* [CONSIGNES À SUIVRE]:
Continuez le texte sur le roman « La bête qui meurt » de Philip Roth, en reprenant juste après sa dernière phrase.

* [TEXTE SOURCE]:

........

Citation d’Edna O'Brien que Philip Roth a placée en épigraphe

Ce titre "La bête qui meurt", comme il l'écrit lui-même page 93, est tiré d'un vers du poète anglais Yeats :
« Consume mon coeur; malade de désir / Et attaché  à une bête qui meurt / Il ne sait ce qui lui arrive ».

Consuela Castillo, une étudiante comme une autre, pense d’abord le docte professeur David Kepesh, une étudiante particulièrement attirante comme il en a connue un certain nombre depuis bien longtemps, depuis toutes ces années qu’il enseigne à l’université.  Derrière son visage avenant de professeur émérite à la culture étendue, derrière l’homme reconnu qui écrit, joue du piano, s’adonne à la critique culturelle, se profile « la bête » attirée par la gente féminine, surtout la jeunesse qui fréquente ses cours.

David Kepesh, sous un masque affable, derrière une façade de culture raffinée, cet homme de 62 ans à l’époque de la rencontre avec Consuela, qui possède sa petite renommée locale, pianiste amateur, cache son goût immodéré pour les filles affriolantes qui suivent ses cours, courtisées en douceur après les soirées de fin d'année qu’il affectionne. Au-delà de la prédilection de l’auteur pour décortiquer les relations entre hommes et femmes, c’est sa volonté de mettre à nu les certitudes,  les travers de la société américaine qui domine, analyse toujours aussi fine à travers les fragilités de ses personnages. On retrouve dans ce roman la même vaine que dans d’autres romans  comme La Contrevie publié en 1986 ou les aventures précédentes du professeur David Kepesh que Philip Roth avait déjà conté dans Le sein et dans Professeur de désir

Si David Kepesh semble maîtriser sa vie, butinant d’étudiante en étudiante au fil de ses années d’enseignant, il n’a pas oublié Consuela, il y a déjà huit longues années, expérience qui lui a laissé un goût amer et des regrets. Lui qui était resté le maître de ses pratiques et de ses sentiments, le mâle dominant de toutes ces relations, découvre avec Consuela ce qui n’arrive qu’aux autres, des sentiments inconnus comme la jalousie et la dépendance, la difficulté de décider ou la peur de vieillir.

........

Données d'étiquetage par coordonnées
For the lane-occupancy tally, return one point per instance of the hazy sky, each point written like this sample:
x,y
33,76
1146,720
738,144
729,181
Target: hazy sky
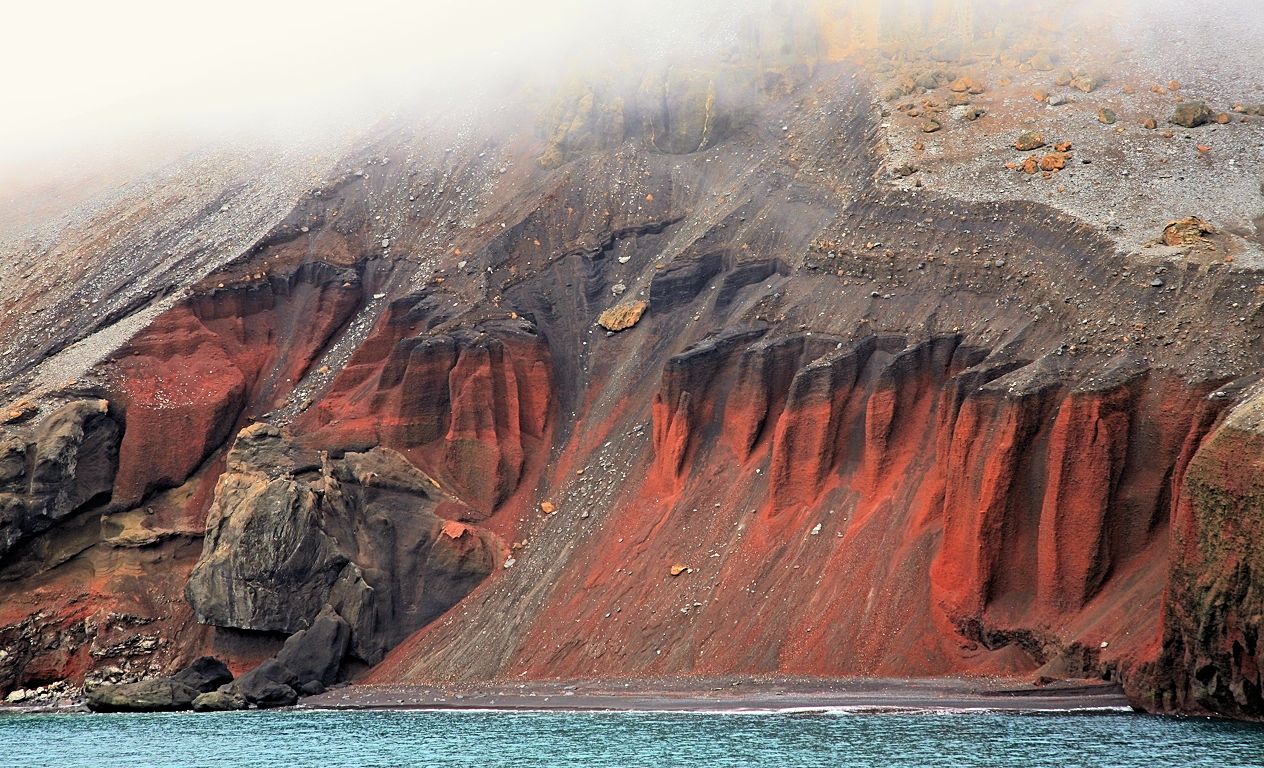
x,y
80,75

........

* [RÉSULTAT FINAL]:
David Kepesh rappelle un autre héros de l’auteur, le Nathan Zuckerman de sa grande fresque en neuf volumes, un écrivain qui dévoile ses secrets de famille sans vergogne, un Philip Roth toujours à la recherche de cet « élan vital » de la pâte humaine, des méandres du désir dont il voudrait bien cerner le mystère. Cette beauté cubaine de 24 ans, aux seins si fascinants, est l’occasion d’une réflexion sur la solitude, la liberté ou la libération sexuelle des années 60.  

L’amour et la mort ou plutôt selon Philip Roth, le sexe qui contrebalance la mort, la danse de mort interfère dans cette liaison transgressive avec Consuela, qu’il voit comme seul remède pour supporter toutes les petites et grandes avanies de l’existence, «  ce n'est pas le sexe qui corrompt l'homme, c'est tout le reste… C'est aussi une revanche sur la mort. Ne l'oublie pas, la mort. Ne l'oublie jamais. »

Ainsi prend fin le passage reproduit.